**Exercise goal:** All entries, exactly as written, should be output again.

(Extracted data entries)
━━━
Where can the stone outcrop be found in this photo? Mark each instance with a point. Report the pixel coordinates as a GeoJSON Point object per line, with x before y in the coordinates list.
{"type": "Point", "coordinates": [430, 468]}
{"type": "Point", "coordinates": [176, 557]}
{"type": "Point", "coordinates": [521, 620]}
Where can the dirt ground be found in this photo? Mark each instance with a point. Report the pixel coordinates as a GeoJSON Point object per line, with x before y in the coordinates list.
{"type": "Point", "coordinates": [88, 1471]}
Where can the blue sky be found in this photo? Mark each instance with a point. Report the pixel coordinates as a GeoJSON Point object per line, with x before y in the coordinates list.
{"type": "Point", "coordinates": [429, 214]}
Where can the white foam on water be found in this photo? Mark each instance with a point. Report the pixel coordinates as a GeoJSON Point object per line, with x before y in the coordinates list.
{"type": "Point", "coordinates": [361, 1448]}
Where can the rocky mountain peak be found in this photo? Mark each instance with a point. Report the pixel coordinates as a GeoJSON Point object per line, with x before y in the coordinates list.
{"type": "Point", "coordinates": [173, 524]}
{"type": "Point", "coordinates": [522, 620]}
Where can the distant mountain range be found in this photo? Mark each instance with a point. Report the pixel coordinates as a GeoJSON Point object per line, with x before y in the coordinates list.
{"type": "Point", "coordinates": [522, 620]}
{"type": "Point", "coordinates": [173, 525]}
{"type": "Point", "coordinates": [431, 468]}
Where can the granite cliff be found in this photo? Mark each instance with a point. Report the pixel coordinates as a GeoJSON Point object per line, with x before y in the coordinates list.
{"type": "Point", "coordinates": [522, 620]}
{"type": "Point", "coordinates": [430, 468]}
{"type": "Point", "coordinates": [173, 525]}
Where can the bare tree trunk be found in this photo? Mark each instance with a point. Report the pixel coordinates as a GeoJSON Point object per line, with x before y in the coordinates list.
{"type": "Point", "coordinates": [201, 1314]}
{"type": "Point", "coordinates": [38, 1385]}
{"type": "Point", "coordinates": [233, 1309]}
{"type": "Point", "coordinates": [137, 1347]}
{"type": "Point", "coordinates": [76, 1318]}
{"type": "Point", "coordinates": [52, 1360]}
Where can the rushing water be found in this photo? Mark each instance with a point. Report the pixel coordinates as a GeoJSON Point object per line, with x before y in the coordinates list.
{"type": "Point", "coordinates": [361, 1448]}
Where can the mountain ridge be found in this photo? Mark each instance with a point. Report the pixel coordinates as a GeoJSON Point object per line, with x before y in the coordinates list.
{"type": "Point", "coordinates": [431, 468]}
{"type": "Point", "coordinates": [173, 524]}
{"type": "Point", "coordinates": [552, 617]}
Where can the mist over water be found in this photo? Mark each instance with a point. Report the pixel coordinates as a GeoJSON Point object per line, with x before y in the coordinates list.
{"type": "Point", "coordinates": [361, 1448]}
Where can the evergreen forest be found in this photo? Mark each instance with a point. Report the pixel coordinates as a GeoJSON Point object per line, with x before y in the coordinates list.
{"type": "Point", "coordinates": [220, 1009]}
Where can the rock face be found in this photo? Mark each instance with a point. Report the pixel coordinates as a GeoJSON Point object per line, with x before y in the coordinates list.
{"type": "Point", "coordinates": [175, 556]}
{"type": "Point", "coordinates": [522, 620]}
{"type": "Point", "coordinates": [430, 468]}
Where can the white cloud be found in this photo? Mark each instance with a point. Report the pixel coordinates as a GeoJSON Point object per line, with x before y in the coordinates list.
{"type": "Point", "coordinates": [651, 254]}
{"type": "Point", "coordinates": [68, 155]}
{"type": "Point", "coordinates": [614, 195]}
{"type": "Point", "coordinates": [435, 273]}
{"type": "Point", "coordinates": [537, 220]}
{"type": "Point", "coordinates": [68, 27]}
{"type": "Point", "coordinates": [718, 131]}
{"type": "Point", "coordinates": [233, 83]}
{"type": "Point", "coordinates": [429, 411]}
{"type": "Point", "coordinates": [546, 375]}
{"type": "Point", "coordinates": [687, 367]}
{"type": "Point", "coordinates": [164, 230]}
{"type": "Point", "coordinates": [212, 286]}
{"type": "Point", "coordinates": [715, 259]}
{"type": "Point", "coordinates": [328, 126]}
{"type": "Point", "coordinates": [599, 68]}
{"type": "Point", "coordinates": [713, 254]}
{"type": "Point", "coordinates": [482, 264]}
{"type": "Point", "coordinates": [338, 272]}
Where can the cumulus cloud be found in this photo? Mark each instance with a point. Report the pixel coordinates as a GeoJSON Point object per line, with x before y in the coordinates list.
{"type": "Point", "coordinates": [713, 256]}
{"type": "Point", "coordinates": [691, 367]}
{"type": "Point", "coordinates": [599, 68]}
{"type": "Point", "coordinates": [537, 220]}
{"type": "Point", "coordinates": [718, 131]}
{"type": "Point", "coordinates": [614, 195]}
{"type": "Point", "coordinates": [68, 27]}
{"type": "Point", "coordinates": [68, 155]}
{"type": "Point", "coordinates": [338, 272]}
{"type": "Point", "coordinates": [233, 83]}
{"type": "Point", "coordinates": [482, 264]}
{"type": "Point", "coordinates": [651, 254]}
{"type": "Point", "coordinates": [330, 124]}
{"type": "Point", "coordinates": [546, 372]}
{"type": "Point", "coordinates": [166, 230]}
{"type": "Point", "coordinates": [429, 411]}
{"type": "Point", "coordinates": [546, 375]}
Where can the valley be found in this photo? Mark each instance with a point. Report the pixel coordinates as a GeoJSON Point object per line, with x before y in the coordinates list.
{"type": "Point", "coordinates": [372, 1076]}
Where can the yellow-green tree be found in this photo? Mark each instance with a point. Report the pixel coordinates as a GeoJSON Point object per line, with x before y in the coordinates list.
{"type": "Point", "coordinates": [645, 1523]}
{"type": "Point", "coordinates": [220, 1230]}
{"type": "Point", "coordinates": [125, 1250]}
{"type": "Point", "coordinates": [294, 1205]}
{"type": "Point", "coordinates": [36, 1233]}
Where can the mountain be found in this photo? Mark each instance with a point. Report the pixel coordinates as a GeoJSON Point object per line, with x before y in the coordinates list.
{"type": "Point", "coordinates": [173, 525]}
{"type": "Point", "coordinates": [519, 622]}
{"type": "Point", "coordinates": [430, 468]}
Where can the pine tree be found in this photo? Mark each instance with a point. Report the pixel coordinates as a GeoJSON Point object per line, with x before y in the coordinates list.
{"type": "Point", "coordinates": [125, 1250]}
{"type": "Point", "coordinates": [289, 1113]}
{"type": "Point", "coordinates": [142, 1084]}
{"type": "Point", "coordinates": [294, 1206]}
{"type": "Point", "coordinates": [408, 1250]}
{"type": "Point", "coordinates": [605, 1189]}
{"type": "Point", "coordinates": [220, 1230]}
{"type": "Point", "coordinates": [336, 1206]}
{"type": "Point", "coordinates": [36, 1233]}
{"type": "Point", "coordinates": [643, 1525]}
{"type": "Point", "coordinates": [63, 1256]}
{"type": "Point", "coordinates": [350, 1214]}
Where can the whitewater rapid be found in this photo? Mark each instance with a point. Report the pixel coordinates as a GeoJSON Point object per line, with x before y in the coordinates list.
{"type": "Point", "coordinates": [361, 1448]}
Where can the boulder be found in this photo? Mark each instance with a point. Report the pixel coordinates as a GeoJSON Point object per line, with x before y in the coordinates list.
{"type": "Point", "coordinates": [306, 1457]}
━━━
**Written response:**
Where can the stone outcrop be found in this photo? Mark each instance with a point. Report the pixel coordinates as a GeoJSON Point object per line, with x before y in the coordinates list.
{"type": "Point", "coordinates": [430, 468]}
{"type": "Point", "coordinates": [176, 557]}
{"type": "Point", "coordinates": [521, 620]}
Where can the dirt ground be found in this photo? Mark each instance with a point. Report the pixel coordinates as a GeoJSON Point object per line, with x before y in the coordinates list.
{"type": "Point", "coordinates": [88, 1471]}
Where can the blue sky be found in this photo? Mark each instance with a point. Report the pixel coordinates as a GeoJSON Point object per line, with x before y in the coordinates list.
{"type": "Point", "coordinates": [429, 214]}
Where can the white foam on water be found in this photo? Mark each instance with a point. Report the pixel coordinates as a GeoJSON Point object per line, with x before y in the coordinates list.
{"type": "Point", "coordinates": [361, 1448]}
Where can the rocky mountain peak be found in this photo? Mark each instance with a point. Report the pixel coordinates as a GeoJSON Point object per line, with x before y in the coordinates list.
{"type": "Point", "coordinates": [173, 524]}
{"type": "Point", "coordinates": [522, 620]}
Where can the distant mountain range be found in this photo? Mark each instance with a point. Report the pixel coordinates as a GeoJSON Point object per line, with x before y in the coordinates list.
{"type": "Point", "coordinates": [522, 620]}
{"type": "Point", "coordinates": [173, 525]}
{"type": "Point", "coordinates": [431, 468]}
Where can the granite cliff be found in this photo? Mark each instance with a point. Report the pixel coordinates as a GeoJSON Point object per line, with x before y in the coordinates list.
{"type": "Point", "coordinates": [522, 620]}
{"type": "Point", "coordinates": [430, 468]}
{"type": "Point", "coordinates": [173, 525]}
Where can the bare tree trunk be found in this photo? Mark each instance with a point. Report the pixel coordinates as a GeoJSON Point object per line, with x before y in the coordinates list.
{"type": "Point", "coordinates": [201, 1314]}
{"type": "Point", "coordinates": [38, 1385]}
{"type": "Point", "coordinates": [233, 1309]}
{"type": "Point", "coordinates": [137, 1347]}
{"type": "Point", "coordinates": [76, 1318]}
{"type": "Point", "coordinates": [52, 1360]}
Where can the rushing water be found in this photo? Mark each instance with a point. Report the pixel coordinates as a GeoJSON Point object per line, with x before y in the coordinates list.
{"type": "Point", "coordinates": [361, 1448]}
Where can the mountain ridge be found in this photo? Mark each instance with a point. Report the pixel coordinates as a GeoJSON Point object per line, with x before y in the coordinates list.
{"type": "Point", "coordinates": [431, 468]}
{"type": "Point", "coordinates": [173, 524]}
{"type": "Point", "coordinates": [552, 617]}
Where can the mist over water be found in this photo? Mark each instance with a point. Report the pixel coordinates as a GeoJSON Point object per line, with x before y in the coordinates list.
{"type": "Point", "coordinates": [361, 1448]}
Where can the evergreen forest be found in this photo? Mark each instance with a point. Report the pixel coordinates as a GeoJSON Point object per line, with x before y in the coordinates list.
{"type": "Point", "coordinates": [220, 1009]}
Where can the rock face be found in this photo? Mark each instance with a point. Report the pixel coordinates as a GeoJSON Point object per line, with x before y in the coordinates list.
{"type": "Point", "coordinates": [175, 556]}
{"type": "Point", "coordinates": [522, 620]}
{"type": "Point", "coordinates": [430, 468]}
Where can the white cloud be found in this photo? Mark each instance with a point. Report the pixel coordinates as a GeoJSON Point object per line, with x before y in the coordinates list.
{"type": "Point", "coordinates": [651, 254]}
{"type": "Point", "coordinates": [68, 155]}
{"type": "Point", "coordinates": [614, 195]}
{"type": "Point", "coordinates": [435, 273]}
{"type": "Point", "coordinates": [537, 220]}
{"type": "Point", "coordinates": [68, 27]}
{"type": "Point", "coordinates": [718, 131]}
{"type": "Point", "coordinates": [233, 83]}
{"type": "Point", "coordinates": [429, 411]}
{"type": "Point", "coordinates": [546, 375]}
{"type": "Point", "coordinates": [687, 367]}
{"type": "Point", "coordinates": [164, 230]}
{"type": "Point", "coordinates": [212, 286]}
{"type": "Point", "coordinates": [715, 259]}
{"type": "Point", "coordinates": [328, 126]}
{"type": "Point", "coordinates": [599, 68]}
{"type": "Point", "coordinates": [713, 254]}
{"type": "Point", "coordinates": [482, 264]}
{"type": "Point", "coordinates": [338, 272]}
Where can the cumulus cloud be found in this photo? Mark each instance with a point. Report the pixel coordinates as a GeoJSON Point object per line, with x before y in the coordinates list.
{"type": "Point", "coordinates": [713, 256]}
{"type": "Point", "coordinates": [691, 367]}
{"type": "Point", "coordinates": [599, 68]}
{"type": "Point", "coordinates": [537, 220]}
{"type": "Point", "coordinates": [718, 131]}
{"type": "Point", "coordinates": [614, 195]}
{"type": "Point", "coordinates": [68, 27]}
{"type": "Point", "coordinates": [68, 155]}
{"type": "Point", "coordinates": [338, 272]}
{"type": "Point", "coordinates": [233, 83]}
{"type": "Point", "coordinates": [482, 264]}
{"type": "Point", "coordinates": [651, 254]}
{"type": "Point", "coordinates": [330, 124]}
{"type": "Point", "coordinates": [546, 372]}
{"type": "Point", "coordinates": [166, 230]}
{"type": "Point", "coordinates": [429, 411]}
{"type": "Point", "coordinates": [546, 375]}
Where can the valley be found in this photo? Mark each instance with a point. Report the pixel coordinates as a GeoJSON Point object per line, with x before y in the coordinates list.
{"type": "Point", "coordinates": [372, 1076]}
Where can the yellow-green tree be found in this photo? Mark each instance with a point. Report the pixel coordinates as a GeoJSON Point object per line, with x before y in the coordinates list.
{"type": "Point", "coordinates": [645, 1523]}
{"type": "Point", "coordinates": [220, 1230]}
{"type": "Point", "coordinates": [125, 1250]}
{"type": "Point", "coordinates": [294, 1205]}
{"type": "Point", "coordinates": [36, 1233]}
Where can the mountain be found in this photo? Mark each instance with a point. Report the pixel coordinates as a GeoJSON Point object per line, with x before y in the coordinates list.
{"type": "Point", "coordinates": [173, 525]}
{"type": "Point", "coordinates": [519, 622]}
{"type": "Point", "coordinates": [430, 468]}
Where can the pine tree be found in this photo? Mark each instance with a point. Report the pixel coordinates as a GeoJSON Point object per line, with x before y in the coordinates list.
{"type": "Point", "coordinates": [125, 1250]}
{"type": "Point", "coordinates": [289, 1113]}
{"type": "Point", "coordinates": [142, 1084]}
{"type": "Point", "coordinates": [294, 1206]}
{"type": "Point", "coordinates": [408, 1250]}
{"type": "Point", "coordinates": [605, 1189]}
{"type": "Point", "coordinates": [220, 1230]}
{"type": "Point", "coordinates": [336, 1206]}
{"type": "Point", "coordinates": [36, 1233]}
{"type": "Point", "coordinates": [643, 1525]}
{"type": "Point", "coordinates": [63, 1256]}
{"type": "Point", "coordinates": [350, 1214]}
Where can the whitewater rapid be found in this photo? Mark each instance with a point. Report the pixel coordinates as a GeoJSON Point object per line, with x before y in the coordinates list.
{"type": "Point", "coordinates": [361, 1448]}
Where can the boulder be found in this photo? Mark each instance with a point. Report the pixel coordinates as a GeoJSON Point object per line, with x before y in the coordinates list.
{"type": "Point", "coordinates": [306, 1457]}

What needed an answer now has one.